▶ **TASK REQUIREMENTS**: Restate the musical memoir between "I was a middle" and "to be money.", inclusive, and switch "piano" to "cello".
Start of SUPPLIED PASSAGE
I was a middle child. I grew up in Southeast London and I had an older brother who I emulated. He would rescue me if I got stuck up a tree, but otherwise tolerated me at best. I had a younger sister, and that brought out more of the protective side of me.
We were like the Family von Nelson, all ﬁve of us in the car going somewhere, singing harmonies, forming little pop groups at holiday camps. I started playing the piano when I was seven and I had a classical training up until age 18, all paid for by the state, which was great because my family wasn’t very well off.
My ﬁrst real band was called The Spoilsports. We played Gay Pride in Hyde Park in 1980, I wore tiny John Lennon glasses, a leather jacket and a beret – my best revolutionary look. I’d made the decision that I was going to be a musician, and as long as I didn’t starve or freeze, my object wasn’t going to be money.
In 1984 I was having a relationship with the woman who I was also creating music with. We were a duo called The Moonlighters and we were inspired by the electronic music that two people could make, like Erasure or Eurythmics. Our big moment was supporting Bronski Beat at the Lesbians and Gays Support the Miners gig, which features in the ﬁlm Pride.
The relationship and the band came to a dramatic end. At that time my landlord wanted us all out of the house and he was prepared to give us some money to go. So, I had a car, I had two grand and no particular destination in mind. A friend said ‘go to Dublin’, so I set off intending to stay just a few months.
I had the good fortune of arriving into a social group of mostly lesbians, who are still my friends. I was invited to be part of the ﬁrst lesbian band in Ireland, Major to Minor. We appeared on TV every Sunday on a quiz show called Where In The World. I would write the lyrics of a song about one country for every episode and I tried to put as much queerness into them as I could!
There wasn’t enough money to sustain us as a band, so another member, Maria Walsh and I decided to become a duo. I had an Atari desktop, and software called Cubase, which allowed me to programme drumming, basslines, the whole orchestra. So, we recorded our ﬁrst album.
We had people come around to dinner to name-storm for the band, and my friend Colleen, picked up the book Maria had cooked from. It fell open at a page with the recipe, Zrazy a lá Nelson. So Zrazy is a Polish meatball dish. We were told that in Moscow it’s also a colloquial term form ‘cool’ or ‘hip’. Another Polish woman told us the name means ‘together with all races’. So, it has gathered meanings as we’ve gone along.
End of SUPPLIED PASSAGE
Start of INFORMATION SUPPLIED
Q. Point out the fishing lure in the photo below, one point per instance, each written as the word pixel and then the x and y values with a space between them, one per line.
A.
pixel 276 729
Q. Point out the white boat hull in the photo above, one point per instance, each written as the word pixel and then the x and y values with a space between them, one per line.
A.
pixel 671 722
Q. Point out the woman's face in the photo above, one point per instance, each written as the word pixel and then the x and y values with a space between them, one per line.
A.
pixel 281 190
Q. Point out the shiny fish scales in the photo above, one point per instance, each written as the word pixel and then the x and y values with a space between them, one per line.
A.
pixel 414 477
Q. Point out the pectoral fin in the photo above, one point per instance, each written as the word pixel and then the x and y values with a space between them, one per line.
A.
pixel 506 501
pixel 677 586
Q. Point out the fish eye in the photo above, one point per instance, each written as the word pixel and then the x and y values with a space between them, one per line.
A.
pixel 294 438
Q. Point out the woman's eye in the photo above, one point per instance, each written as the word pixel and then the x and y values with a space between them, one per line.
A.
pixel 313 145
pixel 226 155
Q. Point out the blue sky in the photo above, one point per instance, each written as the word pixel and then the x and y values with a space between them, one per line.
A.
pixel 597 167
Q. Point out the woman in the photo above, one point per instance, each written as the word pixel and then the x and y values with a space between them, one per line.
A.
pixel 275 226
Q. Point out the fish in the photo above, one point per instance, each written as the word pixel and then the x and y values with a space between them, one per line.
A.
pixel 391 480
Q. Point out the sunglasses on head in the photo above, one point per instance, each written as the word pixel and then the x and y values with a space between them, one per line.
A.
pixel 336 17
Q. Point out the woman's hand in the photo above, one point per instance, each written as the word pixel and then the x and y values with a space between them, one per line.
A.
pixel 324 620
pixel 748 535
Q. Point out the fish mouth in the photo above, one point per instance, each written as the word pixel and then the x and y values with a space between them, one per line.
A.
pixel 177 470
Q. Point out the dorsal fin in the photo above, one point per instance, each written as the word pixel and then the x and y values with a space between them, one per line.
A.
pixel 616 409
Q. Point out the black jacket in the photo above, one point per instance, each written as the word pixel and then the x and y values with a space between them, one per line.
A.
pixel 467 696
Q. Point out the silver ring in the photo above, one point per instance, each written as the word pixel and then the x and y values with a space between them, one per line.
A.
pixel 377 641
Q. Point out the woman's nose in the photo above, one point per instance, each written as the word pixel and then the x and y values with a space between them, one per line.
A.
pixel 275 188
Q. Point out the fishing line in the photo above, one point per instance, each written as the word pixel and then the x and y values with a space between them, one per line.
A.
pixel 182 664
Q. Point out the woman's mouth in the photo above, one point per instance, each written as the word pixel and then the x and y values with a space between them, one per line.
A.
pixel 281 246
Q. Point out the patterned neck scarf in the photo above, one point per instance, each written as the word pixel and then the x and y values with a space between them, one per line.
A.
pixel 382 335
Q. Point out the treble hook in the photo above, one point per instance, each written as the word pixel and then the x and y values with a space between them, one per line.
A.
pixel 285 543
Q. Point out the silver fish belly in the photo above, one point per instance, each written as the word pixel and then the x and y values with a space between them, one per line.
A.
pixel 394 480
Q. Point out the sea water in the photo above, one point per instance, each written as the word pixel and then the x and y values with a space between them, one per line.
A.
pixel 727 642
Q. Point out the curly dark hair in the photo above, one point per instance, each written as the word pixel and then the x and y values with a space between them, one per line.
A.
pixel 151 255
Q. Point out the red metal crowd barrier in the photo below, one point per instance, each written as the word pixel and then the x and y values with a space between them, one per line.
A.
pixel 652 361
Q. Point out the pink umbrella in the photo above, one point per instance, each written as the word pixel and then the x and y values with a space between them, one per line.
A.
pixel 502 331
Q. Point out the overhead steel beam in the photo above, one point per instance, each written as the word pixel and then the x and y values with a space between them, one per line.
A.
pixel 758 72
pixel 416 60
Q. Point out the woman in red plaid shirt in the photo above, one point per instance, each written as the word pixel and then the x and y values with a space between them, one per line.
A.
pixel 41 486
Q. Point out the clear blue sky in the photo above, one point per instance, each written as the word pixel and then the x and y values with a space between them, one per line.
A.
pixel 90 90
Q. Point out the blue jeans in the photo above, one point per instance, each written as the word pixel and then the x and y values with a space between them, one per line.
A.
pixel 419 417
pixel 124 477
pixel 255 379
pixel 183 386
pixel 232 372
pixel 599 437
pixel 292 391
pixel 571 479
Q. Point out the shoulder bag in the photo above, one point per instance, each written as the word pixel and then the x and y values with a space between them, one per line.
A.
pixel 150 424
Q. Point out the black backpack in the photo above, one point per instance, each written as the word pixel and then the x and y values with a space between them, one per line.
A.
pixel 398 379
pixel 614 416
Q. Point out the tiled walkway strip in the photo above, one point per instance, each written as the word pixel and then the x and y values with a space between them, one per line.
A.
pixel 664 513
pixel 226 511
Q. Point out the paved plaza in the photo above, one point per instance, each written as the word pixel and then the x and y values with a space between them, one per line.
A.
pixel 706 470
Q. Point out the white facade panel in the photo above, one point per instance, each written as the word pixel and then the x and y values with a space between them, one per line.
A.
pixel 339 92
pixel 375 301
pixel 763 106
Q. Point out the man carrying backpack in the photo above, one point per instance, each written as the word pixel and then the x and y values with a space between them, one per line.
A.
End of INFORMATION SUPPLIED
▶ **EXERCISE ANSWER**:
I was a middle child. I grew up in Southeast London and I had an older brother who I emulated. He would rescue me if I got stuck up a tree, but otherwise tolerated me at best. I had a younger sister, and that brought out more of the protective side of me.
We were like the Family von Nelson, all ﬁve of us in the car going somewhere, singing harmonies, forming little pop groups at holiday camps. I started playing the cello when I was seven and I had a classical training up until age 18, all paid for by the state, which was great because my family wasn’t very well off.
My ﬁrst real band was called The Spoilsports. We played Gay Pride in Hyde Park in 1980, I wore tiny John Lennon glasses, a leather jacket and a beret – my best revolutionary look. I’d made the decision that I was going to be a musician, and as long as I didn’t starve or freeze, my object wasn’t going to be money.